Lehren aus der Geschichte?

»Was haben wir aus der Geschichte gelernt?« – Im Blick auf den Judenhass und die gesellschaftliche Stimmung gegen Israel zeige die Erfahrung der letzten Jahre: Wenig bis nichts. »Die Lernkurve in unserem Land ist in eine tiefe Krise geraten.« – Dies könne ihn aber als Geschichtslehrer nicht zufriedenstellen, so Gabriel Stängle beim Vortrag im Zionssaal am 9. November, dem Jahrestag der sogenannten Reichspogromnacht.

■ ■ ■

* **AUFGABEN**:
[1] Wann hielt Gabriel Stängle laut dem Auszug seinen Vortrag im Zionssaal?
[2] Gib nur die Einträge von der Zeile mit „Target: floor-to-ceiling window“ bis hinunter zur Zeile mit „(1069, 460)“ (beide eingeschlossen) samt Aufforderungen erneut aus. Verschiebe dabei jede Koordinate, indem du zu jeder Zahl 44 addierst.

* **ÜBUNGSEINTRÄGE**:

■ ■ ■

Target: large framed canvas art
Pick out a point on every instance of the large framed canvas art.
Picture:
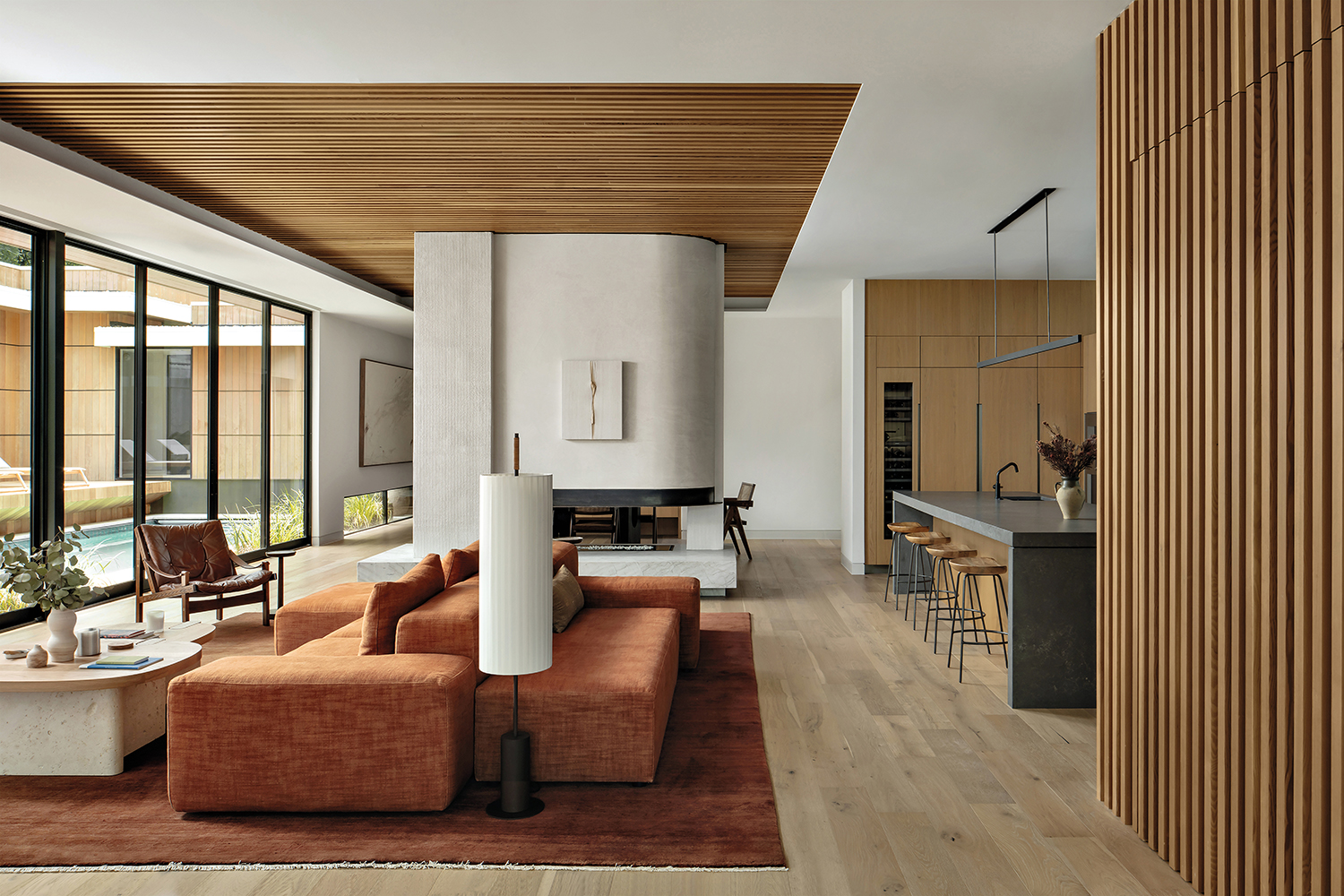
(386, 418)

■ ■ ■

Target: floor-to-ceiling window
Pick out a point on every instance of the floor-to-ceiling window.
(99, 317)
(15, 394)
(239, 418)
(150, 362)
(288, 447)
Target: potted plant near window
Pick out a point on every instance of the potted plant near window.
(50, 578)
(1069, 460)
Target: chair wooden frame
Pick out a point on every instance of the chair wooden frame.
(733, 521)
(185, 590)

■ ■ ■

* **LÖSUNGEN**:
[1] Am 9. November, dem Jahrestag der sogenannten Reichspogromnacht.

[2]
Target: floor-to-ceiling window
Pick out a point on every instance of the floor-to-ceiling window.
(143, 361)
(59, 438)
(283, 462)
(194, 406)
(332, 491)
Target: potted plant near window
Pick out a point on every instance of the potted plant near window.
(94, 622)
(1113, 504)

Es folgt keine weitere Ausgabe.